● PROBLEM 1:
In the café interview, what are the answers to these questions?
(a) How many rooms does the hotel have?
(b) Who got permission from the NYC Landmarks Preservation Committee to create a new door opening facing the park?
(c) At which school was Margaret a Chef Instructor?
● PROBLEM 2: Carry on the café interview from the point where it stops.

● PASSAGE SHOWN:
--- BEGIN ---

Starting a business with your family

Family Ties
Interview with Margaret Wong and her sister Suzy Wong
80 Riverside Café (expected open January 2013)
Interview with Jeff Yoskowitz and Kathryn Gordon

Kathryn:  Hi Suzy, Hi Margaret. This space is so open and airy, and with the plants and the overhead fans it reminds me of a stage-set for a Cuban café.  How did you find this space, and what are you planning to do here?




Suzy:  We’re sitting in the hotel lounge area and this is where we will set up our cafe. We are located at the corner of 80th St. and Riverside Drive in a Landmark building hotel. There are no cafes along Riverside Drive and there are 120 rooms in the hotel. Hotel guests have to walk 2 blocks to Broadway if they want coffee and breakfast in the morning. Based on a survey I conducted of guests staying at this hotel and based on the overwhelming positive response of guests wanting a cafe on premises, we’ve decided to open a breakfast café here. The owner is a very dear friend of mine. He wanted to have a restaurant/outdoor cafe here many years ago but it was very difficult in the past to get the Landmark Preservation Committee to approve an outdoor cafe. We are in a sense fulfilling the owner's dream - many years later.

Jeff:  Landmark status is difficult to work around.  How are you managing that?

Margaret:  We’ve used the hotel’s architect, because there are very few landmark specialist architects.  He has now obtained permission from the NYC Landmarks Preservation Committee for us to create a new door opening facing the park.  That will allow us access to neighborhood foot traffic, in addition to hotel guests.  We’re hoping to attract customers throughout the day, then transition to light lunches and finally to afternoon snacks and treats as mothers and nannies take kids to the park after school.
  
Kathryn:  So Margaret, we know you from when you were a Chef Instructor at the Institute of Culinary Education (ICE).  Obviously, you’ll be managing the kitchen.  Suzy, what’s going to be your position?

--- END ---

[Location labeling records]
--- BEGIN ---

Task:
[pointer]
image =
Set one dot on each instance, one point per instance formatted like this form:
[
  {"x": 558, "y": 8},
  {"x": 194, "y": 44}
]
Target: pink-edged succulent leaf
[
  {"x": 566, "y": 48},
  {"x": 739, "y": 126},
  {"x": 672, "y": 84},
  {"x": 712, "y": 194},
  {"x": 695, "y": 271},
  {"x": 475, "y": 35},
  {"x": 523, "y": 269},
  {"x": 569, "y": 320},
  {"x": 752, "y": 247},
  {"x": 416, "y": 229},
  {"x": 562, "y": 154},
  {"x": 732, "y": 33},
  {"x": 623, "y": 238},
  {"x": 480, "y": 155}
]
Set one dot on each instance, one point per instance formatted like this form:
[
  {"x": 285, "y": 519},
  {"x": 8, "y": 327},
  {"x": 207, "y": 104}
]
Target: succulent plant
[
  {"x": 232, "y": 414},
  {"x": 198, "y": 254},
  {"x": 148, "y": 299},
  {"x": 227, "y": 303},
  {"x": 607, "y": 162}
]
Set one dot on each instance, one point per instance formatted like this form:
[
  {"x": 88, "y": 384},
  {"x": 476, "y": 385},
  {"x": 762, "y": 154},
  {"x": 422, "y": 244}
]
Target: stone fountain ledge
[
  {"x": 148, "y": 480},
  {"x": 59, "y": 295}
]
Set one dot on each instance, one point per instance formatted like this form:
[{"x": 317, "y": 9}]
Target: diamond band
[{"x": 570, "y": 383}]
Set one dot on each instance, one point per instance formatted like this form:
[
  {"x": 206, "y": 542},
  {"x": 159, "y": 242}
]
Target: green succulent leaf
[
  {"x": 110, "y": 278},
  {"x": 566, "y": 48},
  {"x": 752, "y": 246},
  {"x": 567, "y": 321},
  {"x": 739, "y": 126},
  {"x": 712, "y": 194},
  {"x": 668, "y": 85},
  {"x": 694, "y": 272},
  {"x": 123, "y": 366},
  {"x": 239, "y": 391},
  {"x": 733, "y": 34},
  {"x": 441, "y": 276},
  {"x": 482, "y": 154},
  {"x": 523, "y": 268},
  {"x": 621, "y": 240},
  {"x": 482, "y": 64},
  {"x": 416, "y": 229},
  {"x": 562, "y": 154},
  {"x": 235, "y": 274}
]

--- END ---

● EXERCISE RESULT 1:
(a) 120
(b) The hotel's architect
(c) The Institute of Culinary Education (ICE)

● EXERCISE RESULT 2:
Suzy:  I'm the day-to-day manager. Once the cafe opens I will be front of the house and barista/counter person.  

Jeff:  Margaret, what’s it like to work so closely with your sister?

Margaret:  Well actually, there are 2 more siblings involved!  My other sister will be in charge of the Café’s aesthetics and when we open she will be doing the sandwiches and wraps for lunch.  

My brother Simon, who is a architect, will be in charge of the inside renovations (and the hotel architect is working in conjunction with him for the outside modifications under the landmark rules).  There is also a pre-existing bathroom that we will spruce up and are sharing with the hotel.

Kathryn:  Wow, that’s an amazing group of resources to be able to draw upon. So where will the kitchen that your brother is designing be located?

Margaret: Right now, it’s the suitcase storage area for the hotel.  It actually was a kitchen once so there are pre-existing gas hookups. There is good solid floor tile, and windows and I’m thinking we might open up the art deco archway and have an open kitchen view from the café.  I might be able to host some demos and classes here eventually.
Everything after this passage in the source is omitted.